§ **LISTED RECORDS**:
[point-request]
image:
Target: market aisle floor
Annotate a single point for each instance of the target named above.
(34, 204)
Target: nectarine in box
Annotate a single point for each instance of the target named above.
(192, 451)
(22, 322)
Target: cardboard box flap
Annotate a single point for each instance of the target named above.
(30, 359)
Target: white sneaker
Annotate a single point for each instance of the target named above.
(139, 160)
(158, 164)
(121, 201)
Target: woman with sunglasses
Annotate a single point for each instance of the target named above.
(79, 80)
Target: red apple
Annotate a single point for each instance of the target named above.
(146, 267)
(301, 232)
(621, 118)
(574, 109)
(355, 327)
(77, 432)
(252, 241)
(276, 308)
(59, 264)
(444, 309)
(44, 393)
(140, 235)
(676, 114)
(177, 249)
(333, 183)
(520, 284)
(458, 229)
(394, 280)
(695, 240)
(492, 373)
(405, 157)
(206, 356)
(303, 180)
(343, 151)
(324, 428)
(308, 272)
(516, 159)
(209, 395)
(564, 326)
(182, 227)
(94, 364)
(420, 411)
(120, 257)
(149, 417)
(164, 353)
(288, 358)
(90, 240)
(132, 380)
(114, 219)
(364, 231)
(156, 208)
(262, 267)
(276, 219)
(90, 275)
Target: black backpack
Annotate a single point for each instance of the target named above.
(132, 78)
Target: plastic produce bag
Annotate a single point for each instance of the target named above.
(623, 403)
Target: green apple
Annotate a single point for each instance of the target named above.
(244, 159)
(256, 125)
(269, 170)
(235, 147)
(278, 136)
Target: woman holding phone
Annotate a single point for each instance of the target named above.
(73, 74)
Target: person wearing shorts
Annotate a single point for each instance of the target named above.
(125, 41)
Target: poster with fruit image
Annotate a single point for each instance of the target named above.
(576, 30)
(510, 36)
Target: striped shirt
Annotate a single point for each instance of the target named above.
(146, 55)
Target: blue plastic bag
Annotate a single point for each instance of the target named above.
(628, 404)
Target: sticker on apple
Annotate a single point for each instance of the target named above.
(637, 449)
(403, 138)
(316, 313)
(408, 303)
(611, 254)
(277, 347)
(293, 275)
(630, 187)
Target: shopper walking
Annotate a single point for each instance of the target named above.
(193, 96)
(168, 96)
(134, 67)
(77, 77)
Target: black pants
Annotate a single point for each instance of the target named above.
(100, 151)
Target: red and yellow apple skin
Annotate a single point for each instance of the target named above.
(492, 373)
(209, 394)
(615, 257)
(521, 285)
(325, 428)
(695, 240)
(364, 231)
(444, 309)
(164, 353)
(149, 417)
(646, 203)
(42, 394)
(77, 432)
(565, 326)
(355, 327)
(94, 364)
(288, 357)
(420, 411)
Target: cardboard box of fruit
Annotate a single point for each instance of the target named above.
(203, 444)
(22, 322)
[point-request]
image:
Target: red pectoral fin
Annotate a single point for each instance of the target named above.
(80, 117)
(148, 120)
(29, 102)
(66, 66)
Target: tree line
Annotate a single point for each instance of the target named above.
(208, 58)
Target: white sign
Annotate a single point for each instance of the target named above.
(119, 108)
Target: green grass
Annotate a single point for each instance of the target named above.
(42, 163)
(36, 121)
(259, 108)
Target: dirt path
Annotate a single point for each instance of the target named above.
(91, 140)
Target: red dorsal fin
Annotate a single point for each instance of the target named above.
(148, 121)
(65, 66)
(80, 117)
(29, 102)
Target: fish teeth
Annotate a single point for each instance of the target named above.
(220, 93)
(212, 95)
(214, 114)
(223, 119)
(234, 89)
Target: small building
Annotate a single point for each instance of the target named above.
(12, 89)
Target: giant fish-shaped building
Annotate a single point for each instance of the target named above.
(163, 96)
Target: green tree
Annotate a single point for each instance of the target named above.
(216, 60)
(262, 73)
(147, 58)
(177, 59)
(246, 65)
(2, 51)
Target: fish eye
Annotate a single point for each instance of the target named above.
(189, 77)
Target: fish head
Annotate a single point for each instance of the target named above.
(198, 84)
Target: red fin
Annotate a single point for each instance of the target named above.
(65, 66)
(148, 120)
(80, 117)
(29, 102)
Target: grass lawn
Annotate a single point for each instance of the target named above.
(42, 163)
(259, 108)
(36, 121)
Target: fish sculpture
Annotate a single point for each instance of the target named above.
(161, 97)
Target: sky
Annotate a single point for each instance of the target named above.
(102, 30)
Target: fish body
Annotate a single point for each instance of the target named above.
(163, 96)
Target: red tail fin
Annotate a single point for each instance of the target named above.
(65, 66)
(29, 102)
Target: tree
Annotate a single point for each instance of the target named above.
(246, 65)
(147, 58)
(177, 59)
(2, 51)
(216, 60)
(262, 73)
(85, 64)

§ **WHAT TO PRODUCE**:
Print every line of the records exactly. Omit nothing.

§ **EXERCISE RESPONSE**:
[point-request]
image:
Target: market aisle floor
Annotate a single point for each instance of the target named above.
(34, 204)
Target: nectarine in box
Annotate a single point for each instance of the target named above.
(192, 451)
(22, 322)
Target: cardboard box flap
Annotate a single point for each instance of the target named above.
(30, 359)
Target: white sneaker
Annotate a single point for each instance of the target named above.
(139, 160)
(158, 164)
(121, 201)
Target: woman with sunglasses
Annotate a single point for each instance of the target named above.
(79, 80)
Target: red apple
Annotate a single point for each instance of the target named above.
(146, 267)
(301, 232)
(621, 118)
(574, 109)
(355, 327)
(77, 432)
(252, 241)
(276, 308)
(59, 264)
(444, 309)
(44, 393)
(140, 235)
(676, 114)
(177, 249)
(333, 183)
(520, 284)
(458, 229)
(394, 280)
(695, 240)
(492, 373)
(405, 157)
(206, 356)
(303, 180)
(343, 151)
(324, 428)
(308, 272)
(516, 159)
(209, 395)
(564, 326)
(182, 227)
(94, 364)
(420, 411)
(120, 257)
(149, 417)
(164, 353)
(288, 358)
(90, 240)
(132, 380)
(114, 219)
(364, 231)
(156, 208)
(262, 267)
(276, 219)
(90, 275)
Target: black backpack
Annotate a single point for each instance of the target named above.
(132, 78)
Target: plastic produce bag
Annotate a single point for each instance of the target named above.
(623, 403)
Target: green apple
Annotate a single point for each instance of the target named above.
(244, 159)
(256, 125)
(269, 170)
(235, 147)
(278, 136)
Target: woman holding phone
Annotate a single point for each instance of the target named above.
(73, 74)
Target: person wearing shorts
Annotate a single point for each instance of the target named above.
(125, 41)
Target: poster with fruit image
Annotate a single point for each instance of the target named above.
(576, 30)
(510, 36)
Target: striped shirt
Annotate a single point for each instance of the target named above.
(146, 55)
Target: blue plastic bag
Annotate a single point for each instance of the target named above.
(628, 404)
Target: sticker on apple
Annotate a single point for each instance of the target named above.
(637, 449)
(403, 138)
(316, 313)
(408, 303)
(611, 254)
(277, 347)
(293, 275)
(630, 187)
Target: shopper walking
Annotate a single point for each instance of the target named above.
(193, 96)
(168, 96)
(134, 67)
(77, 77)
Target: black pants
Annotate a single point for each instance of the target named above.
(100, 151)
Target: red and yellow apple skin
Annotate a single point for each instance of the target named above.
(492, 373)
(209, 394)
(615, 257)
(521, 285)
(325, 428)
(695, 240)
(364, 231)
(444, 309)
(164, 353)
(149, 417)
(646, 203)
(42, 394)
(77, 432)
(565, 326)
(355, 327)
(94, 364)
(288, 357)
(420, 411)
Target: cardboard box of fruit
Annotate a single point for each instance of the target named above.
(203, 444)
(22, 322)
[point-request]
image:
Target: red pectoral fin
Annotate a single point for each instance of the target named above.
(80, 117)
(148, 120)
(29, 102)
(66, 66)
Target: tree line
Annotate a single point for each instance of the target named above.
(208, 58)
Target: white sign
Annotate a single point for each instance of the target named above.
(119, 108)
Target: green grass
Annotate a single point for each instance of the target named above.
(42, 163)
(36, 121)
(259, 108)
Target: dirt path
Annotate a single point for each instance of the target named above.
(91, 140)
Target: red dorsal fin
Annotate a single point for each instance of the target named above.
(148, 121)
(65, 66)
(80, 117)
(29, 102)
Target: fish teeth
Annotate a single point for each instance of the target named above.
(220, 93)
(212, 95)
(214, 114)
(223, 119)
(234, 89)
Target: small building
Annotate a single point for each instance of the target named above.
(12, 89)
Target: giant fish-shaped building
Annotate a single point for each instance of the target named above.
(163, 96)
Target: green tree
Annotate a single point for each instance of the target named above.
(216, 60)
(262, 73)
(147, 58)
(177, 59)
(246, 65)
(2, 51)
Target: fish eye
Annotate a single point for each instance of the target named above.
(189, 77)
Target: fish head
Annotate a single point for each instance of the target named above.
(198, 84)
Target: red fin
Annotate a single point for each instance of the target named above.
(65, 66)
(148, 120)
(80, 117)
(29, 102)
Target: grass lawn
Annotate a single point for each instance of the target named above.
(42, 163)
(259, 108)
(36, 121)
Target: fish sculpture
Annotate a single point for each instance of the target named above.
(161, 97)
Target: sky
Annotate a single point for each instance of the target named above.
(102, 30)
Target: fish body
Annotate a single point for each instance of the target named above.
(163, 96)
Target: red tail fin
Annotate a single point for each instance of the target named above.
(65, 66)
(29, 102)
Target: tree
Annotate a single point for each instance of the target named above.
(246, 65)
(147, 58)
(177, 59)
(2, 51)
(216, 60)
(262, 73)
(85, 64)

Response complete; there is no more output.